◆ Document segment ◆
__________

Rig technologies key enablers in factory approach to drilling
By Jerry Greenberg, contributing editor
Drilling and completion technologies have helped US shale plays to gain more attention than even a few years ago. Vertical wells used to be the name of the game in some oil-rich areas such as the Niobrara shale in the Denver-Julesberg basin in parts of Colorado, Wyoming, Kansas and Nebraska. Very few horizontal wells had been drilled in the Niobrara until a few years ago.
Drilling contractors have helped the boom by building fit-for-purpose rigs with enhanced drilling capabilities that reduce operational cycle times and costs. Rigs built for the Bakken are winterized, and most also have skidding capabilities for pad drilling. Better fracturing and completion techniques allow operators to drill longer horizontal laterals to optimally drain the formation without having to drill additional wells.
Unit Drilling Corp owns and operates 122 rigs and is active in virtually all US shale plays, from Haynesville, Barnett and Eagle Ford in Texas to the Woodford, Cana Woodford, and the Mississippi and the Marmaton plays in Oklahoma.
“The interesting thing about the Mississippi and Marmaton plays is that both are targeting shallow formations between 5,000 and 7,000 ft before going horizontal,” said John Cromling, executive vice president for Unit Drilling. “That opens up a new area for another class of rigs, 1,000-hp rigs that are equipped for horizontal drilling.”
Unit Drilling also has rigs contracted in the Niobrara in southwestern Wyoming and is active in the Bakken.
Key rig technologies
“Shale plays have progressed from vertical wells to highly deviated wells to horizontals, and horizontals with long laterals,” Mr Cromling said. “Drilling rigs evolved accordingly.”
He listed five key technologies that helped rigs to successfully drill the various shale plays, and each has helped to reduce operational cycle time and/or improve safety.
First is top drives. Second is larger and higher horsepower mud pumps, “because hydraulics are the key to drilling horizontal wells,” he explained. “The pre-eminent factor for drilling horizontal wells, much more so than the hookload of the derrick or drawworks horsepower, is hydraulic horsepower.”
The third technology is the mud system. “During horizontal drilling with high rates of penetration and with a large volume of solids being removed during the process, a good mud system is necessary to remove the solids,” Mr Cromling explained.
Another key area is the drillstring. “We are doing things with drillstrings now that we had been taught for 50 years not to do,” Mr Cromling said. “Pipe in compression, for example, and running heavy-weight pipe instead of drill collars and running it above the drill pipe.”
The fifth technology is skidding systems. “All of the shale plays are in the development process to some extent,” he said. “Most of the rigs in the Barnett shale can skid, and a lot of wells in the Bakken are at the development stage and they are drilled with rigs that can skid over multiple well pads.”
“It could take as little as three hours to prepare for the skidding operation and another three hours to restore the unit for drilling operations, while the actual move is usually less than one hour,” Mr Cromling said.
Other equipment that helps reduce operational cycle time includes a BOP handling system, which is critical for rigs that skid from wellhead to wellhead. The system picks up the BOP in a single unit from one wellhead, suspends it in the rig’s substructure while moving and then lowers it to the next well via hydraulic winches. “All of our skidding rigs have BOP handling systems, and it is a key factor in saving a lot of time in the preparation and restoration of the rig when skidding,” Mr Cromling explained.

__________

Write out the section of the article on rig technologies for shale drilling that opens with the words containing "Rig technologies key" and closes with "until a few years ago.". The lines that come next have no role in this work.

Point-based annotation data:

__________

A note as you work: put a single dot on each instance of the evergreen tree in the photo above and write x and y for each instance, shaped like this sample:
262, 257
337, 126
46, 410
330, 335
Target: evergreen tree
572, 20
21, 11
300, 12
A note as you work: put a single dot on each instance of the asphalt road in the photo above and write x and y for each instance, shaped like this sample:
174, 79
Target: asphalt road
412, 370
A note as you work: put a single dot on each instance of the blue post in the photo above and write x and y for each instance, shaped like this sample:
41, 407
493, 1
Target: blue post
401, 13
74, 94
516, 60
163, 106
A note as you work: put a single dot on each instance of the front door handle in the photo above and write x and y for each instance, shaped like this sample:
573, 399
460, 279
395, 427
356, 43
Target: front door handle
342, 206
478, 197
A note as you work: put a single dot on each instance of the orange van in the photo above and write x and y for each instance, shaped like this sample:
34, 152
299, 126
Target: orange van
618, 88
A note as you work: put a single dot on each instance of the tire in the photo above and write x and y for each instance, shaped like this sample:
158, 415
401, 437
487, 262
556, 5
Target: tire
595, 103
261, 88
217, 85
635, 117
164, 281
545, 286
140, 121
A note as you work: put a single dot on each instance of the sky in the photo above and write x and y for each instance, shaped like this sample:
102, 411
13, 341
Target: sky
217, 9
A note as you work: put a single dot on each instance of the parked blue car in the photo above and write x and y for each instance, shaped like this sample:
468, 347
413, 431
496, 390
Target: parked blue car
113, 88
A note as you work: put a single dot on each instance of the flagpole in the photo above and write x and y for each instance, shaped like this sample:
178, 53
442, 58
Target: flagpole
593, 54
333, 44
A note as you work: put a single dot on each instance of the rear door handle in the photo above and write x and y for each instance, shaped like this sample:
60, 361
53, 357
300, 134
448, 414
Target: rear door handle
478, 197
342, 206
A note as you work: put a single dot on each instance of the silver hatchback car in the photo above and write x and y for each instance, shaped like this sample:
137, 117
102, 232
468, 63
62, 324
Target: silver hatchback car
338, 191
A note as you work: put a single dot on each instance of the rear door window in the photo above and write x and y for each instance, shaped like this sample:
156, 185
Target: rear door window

__________

◆ Response below ◆
Rig technologies key enablers in factory approach to drilling
By Jerry Greenberg, contributing editor
Drilling and completion technologies have helped US shale plays to gain more attention than even a few years ago. Vertical wells used to be the name of the game in some oil-rich areas such as the Niobrara shale in the Denver-Julesberg basin in parts of Colorado, Wyoming, Kansas and Nebraska. Very few horizontal wells had been drilled in the Niobrara until a few years ago.